§ EXERCISE: Each line below should be written out again without any change.

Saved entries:
-- Opening Marker --
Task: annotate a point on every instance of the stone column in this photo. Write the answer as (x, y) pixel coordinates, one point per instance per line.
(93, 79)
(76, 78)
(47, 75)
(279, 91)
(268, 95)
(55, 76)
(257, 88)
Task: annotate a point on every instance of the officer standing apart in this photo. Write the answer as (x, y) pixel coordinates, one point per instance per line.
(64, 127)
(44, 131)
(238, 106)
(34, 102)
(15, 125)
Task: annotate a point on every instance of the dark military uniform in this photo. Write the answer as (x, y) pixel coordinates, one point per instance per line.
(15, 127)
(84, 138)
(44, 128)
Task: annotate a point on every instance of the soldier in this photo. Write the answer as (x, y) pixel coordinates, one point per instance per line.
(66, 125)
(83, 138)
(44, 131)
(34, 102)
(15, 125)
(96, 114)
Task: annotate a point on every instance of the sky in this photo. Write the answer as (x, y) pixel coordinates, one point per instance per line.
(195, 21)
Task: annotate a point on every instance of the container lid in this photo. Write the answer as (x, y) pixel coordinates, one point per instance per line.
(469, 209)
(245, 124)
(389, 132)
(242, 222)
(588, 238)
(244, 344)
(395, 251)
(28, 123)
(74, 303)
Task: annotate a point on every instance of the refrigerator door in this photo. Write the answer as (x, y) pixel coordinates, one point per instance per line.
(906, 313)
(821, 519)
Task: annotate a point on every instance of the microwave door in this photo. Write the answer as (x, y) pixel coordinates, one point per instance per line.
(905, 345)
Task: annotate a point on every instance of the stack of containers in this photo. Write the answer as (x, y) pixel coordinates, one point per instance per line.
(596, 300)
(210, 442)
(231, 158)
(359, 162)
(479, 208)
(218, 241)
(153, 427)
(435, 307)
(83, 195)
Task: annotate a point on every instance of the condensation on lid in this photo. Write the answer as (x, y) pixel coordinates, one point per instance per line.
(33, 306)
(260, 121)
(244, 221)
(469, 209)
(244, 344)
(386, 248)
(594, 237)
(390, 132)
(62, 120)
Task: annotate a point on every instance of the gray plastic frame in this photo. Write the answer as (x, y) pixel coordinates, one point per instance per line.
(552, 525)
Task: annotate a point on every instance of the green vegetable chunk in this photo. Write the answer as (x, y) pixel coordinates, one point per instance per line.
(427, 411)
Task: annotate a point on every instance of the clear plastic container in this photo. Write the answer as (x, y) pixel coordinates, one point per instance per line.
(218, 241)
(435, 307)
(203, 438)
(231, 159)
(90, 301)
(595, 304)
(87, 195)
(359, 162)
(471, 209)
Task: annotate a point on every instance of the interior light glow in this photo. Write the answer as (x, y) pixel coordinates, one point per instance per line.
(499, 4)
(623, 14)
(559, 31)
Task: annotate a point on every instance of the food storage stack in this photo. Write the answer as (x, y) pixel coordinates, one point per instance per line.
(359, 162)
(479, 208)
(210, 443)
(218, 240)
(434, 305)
-- Closing Marker --
§ YOUR SOLUTION:
Task: annotate a point on every instance of the stone column in this photo. Write the answer as (x, y) pixel coordinates, one point per instance per line.
(93, 79)
(76, 78)
(47, 75)
(279, 91)
(268, 95)
(55, 76)
(257, 88)
Task: annotate a point on every instance of the officer standing apart in this photo. Write the answer as (x, y) pixel coordinates, one point per instance per line.
(64, 127)
(44, 131)
(238, 106)
(34, 102)
(15, 125)
Task: annotate a point on every instance of the dark military uniform in this photo. Write the answer as (x, y) pixel coordinates, one point per instance per line.
(15, 127)
(84, 138)
(44, 128)
Task: annotate a point on every instance of the soldier in this photo. Write the answer as (x, y) pixel coordinates, one point per instance per line.
(66, 125)
(83, 138)
(44, 131)
(34, 102)
(15, 125)
(96, 114)
Task: annotate a point on every instance of the sky in this photo. Write the answer as (x, y) pixel coordinates, one point per instance per line.
(195, 21)
Task: annotate a point on every instance of the container lid in this photo. Write the answer as (x, y) pixel coordinates, one point per instance per line.
(469, 209)
(245, 124)
(389, 132)
(242, 222)
(588, 238)
(244, 344)
(395, 251)
(28, 123)
(74, 303)
Task: annotate a point on every instance of the refrigerator door in this photo. Write the answer as (x, y) pixel coordinates, one point per instance per line.
(906, 313)
(821, 519)
Task: annotate a point on every instance of the microwave door in this photo. Write the answer as (x, y) pixel coordinates, one point per instance per line.
(905, 345)
Task: annotate a point on every instance of the stack of containers in this photo. Write the answer as (x, y) pixel coordinates, one point per instance per line.
(596, 300)
(210, 442)
(231, 158)
(359, 162)
(479, 208)
(218, 241)
(153, 427)
(435, 307)
(83, 195)
Task: annotate a point on every instance of the condensation on lid in this photo. Write the answer as (x, y) pixel coordinates, one point per instance per line.
(33, 306)
(260, 121)
(244, 221)
(469, 209)
(244, 344)
(386, 248)
(594, 237)
(390, 132)
(62, 120)
Task: annotate a point on every instance of the gray plastic frame in this photo. Write the answer as (x, y) pixel coordinates, one point per instance per line.
(552, 525)
Task: annotate a point on every instance of the green vegetable chunk in this photo. Write the answer as (x, y) pixel coordinates, one point per instance per line.
(427, 411)
Task: annotate a point on every instance of the clear plastic container in this photo. Write the answer as (x, y) pixel coordinates, one point per instance per line.
(218, 241)
(435, 307)
(203, 438)
(231, 159)
(90, 301)
(595, 304)
(87, 195)
(359, 162)
(471, 209)
Task: annotate a point on every instance of the interior light glow in this photo. Write the answer as (x, y) pixel coordinates, one point per instance per line.
(499, 4)
(623, 14)
(559, 31)
Task: annotate a point on every instance of the food storage stack in this photo. Write the answer as (x, y) pixel coordinates, one point per instance per line.
(359, 162)
(479, 208)
(210, 443)
(218, 240)
(434, 305)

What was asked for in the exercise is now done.